* _Dokument_:
========================================
TRANSPORT & LOGISTIK | GENIOS BranchenWissen Nr. 11/2006 vom 27.11.2006

Beitrag

Die Luftfahrtbranche trotzt allen Widrigkeiten in Form von Terror und technischen Problemen bei der Entwicklung neuer Maschinen und blickt mit großem Optimismus in die Zukunft. Die Anforderungen des Marktes nach neuen und effizienten Flugzeugen führen dabei zu einem scharfen Wettbewerb zwischen Airbus und Boeing.

Optimismus bei den Flugzeugbauern

Die Luftfahrtbranche trotzt allen Widrigkeiten in Form von Gewalt im Nahen Osten und technischen Problemen bei der Entwicklung neuer Maschinen und blickt mit großem Optimismus in die Zukunft. Die Zahlen der weltweiten Luftverkehrsvereinigung (IATA) prognostizieren ein Wachstum der Luftfahrtbranche doppelt so schnell wie das weltweite Sozialprodukt. Für den Markt bedeutet dies ein Wachstum von +5% pro Jahr. Branchenkenner sehen auch in erhöhten Treibstoffpreisen keinen Grund für einen Abschwung. Globalisierung, steigende Einkommen und stärker werdender Tourismus stützen die Entwicklung und erhöhen die Nachfrage nach neuen Flugzeugen. Ganz im Gegenteil sorgen die höheren Betriebskosten für einen Druck auf die Airlines neue und effizientere Maschinen kaufen zu müssen. Der Trend geht hier deutlich in die Richtung Großraum- und Langstreckenmaschinen. (8), (16)
========================================
* _Aufgabenstellung_:
Zählen Sie alle Faktoren auf, die laut dem Beitrag über die Luftfahrtbranche die Entwicklung stützen und die Nachfrage nach neuen Flugzeugen erhöhen. Das Material stammt aus einer anderen Quelle.

* _Erfasste Daten_:
========================================
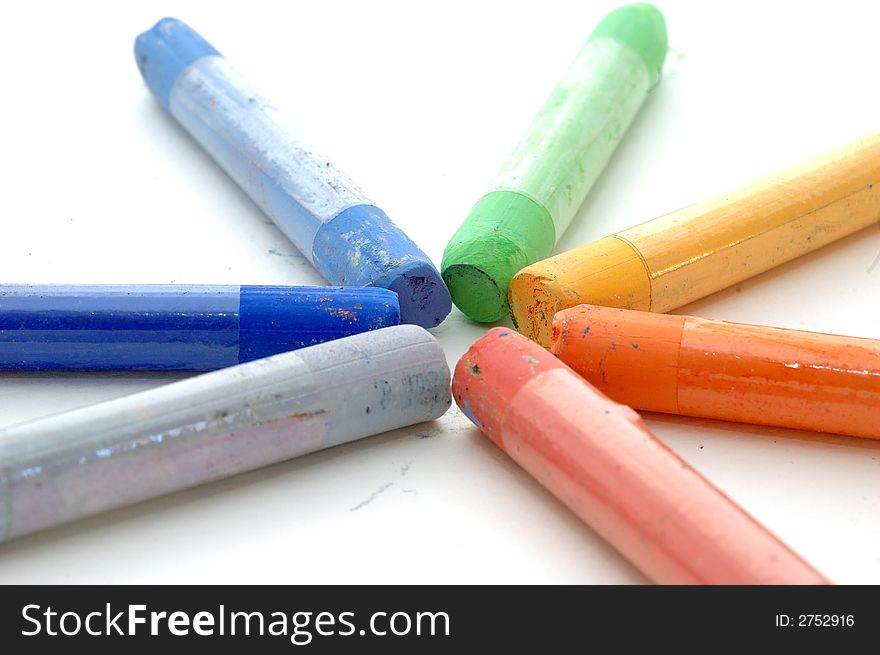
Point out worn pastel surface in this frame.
========================================
* _Musterlösung_:
Globalisierung, steigende Einkommen und stärker werdender Tourismus stützen die Entwicklung und erhöhen die Nachfrage nach neuen Flugzeugen.